問題の要件:
次の資料を1件につき1行の2列CSVに書き換えてもらえますか？列名は「prompt」と「answer」です。各フィールドは二重引用符で囲み、改行は空白に置き換えて、資料をすべて含めてください。

+===+

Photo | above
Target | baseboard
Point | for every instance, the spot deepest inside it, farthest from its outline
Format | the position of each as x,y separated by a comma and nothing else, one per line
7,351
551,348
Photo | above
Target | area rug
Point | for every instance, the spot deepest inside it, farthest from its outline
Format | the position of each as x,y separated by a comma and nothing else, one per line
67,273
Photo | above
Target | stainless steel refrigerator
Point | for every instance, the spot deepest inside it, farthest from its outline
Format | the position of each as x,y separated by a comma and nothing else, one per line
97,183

+===+

本課題の結果:
prompt,answer
"Photo | above Target | baseboard Point | for every instance, the spot deepest inside it, farthest from its outline Format | the position of each as x,y separated by a comma and nothing else, one per line","7,351 551,348"
"Photo | above Target | area rug Point | for every instance, the spot deepest inside it, farthest from its outline Format | the position of each as x,y separated by a comma and nothing else, one per line","67,273"
"Photo | above Target | stainless steel refrigerator Point | for every instance, the spot deepest inside it, farthest from its outline Format | the position of each as x,y separated by a comma and nothing else, one per line","97,183"